WORK REQUEST: A complete response lists each line of the data below that includes the word "point".

::: RECORDS FOR PROCESSING :::

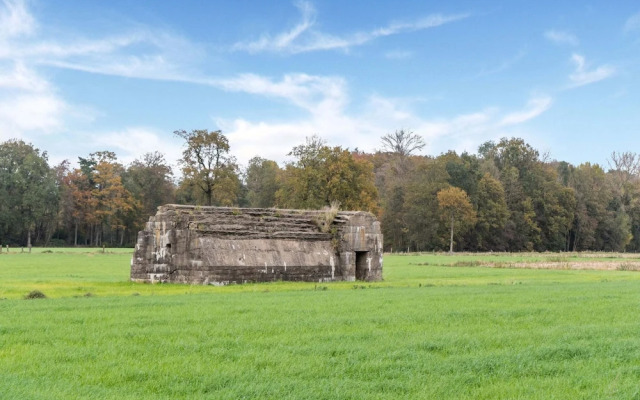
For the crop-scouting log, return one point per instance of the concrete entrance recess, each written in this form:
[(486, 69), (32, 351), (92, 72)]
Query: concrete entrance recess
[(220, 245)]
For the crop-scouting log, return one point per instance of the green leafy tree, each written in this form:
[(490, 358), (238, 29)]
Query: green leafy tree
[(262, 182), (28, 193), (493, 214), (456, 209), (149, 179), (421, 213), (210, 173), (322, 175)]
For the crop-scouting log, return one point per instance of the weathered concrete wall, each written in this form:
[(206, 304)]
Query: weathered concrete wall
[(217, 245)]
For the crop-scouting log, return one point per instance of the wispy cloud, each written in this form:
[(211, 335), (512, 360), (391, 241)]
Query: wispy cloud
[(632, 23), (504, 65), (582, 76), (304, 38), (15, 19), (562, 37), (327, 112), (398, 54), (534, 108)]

:::
::: RECORDS FOR PROCESSING :::

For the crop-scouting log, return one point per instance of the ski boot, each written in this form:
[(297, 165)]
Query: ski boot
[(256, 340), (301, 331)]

:::

YOUR SOLUTION:
For the crop-scouting log, return one point per instance of the concrete entrance recess, each written in this form:
For the crop-scouting log, return one point per instance of the green leafy tree, each written in this form:
For the crop-scouting log, return one point per instance of the weathered concrete wall, each written in this form:
For the crop-scouting log, return one point per instance of the wispy cloud, each written in this form:
For the crop-scouting log, return one point per instance of the ski boot, each written in this form:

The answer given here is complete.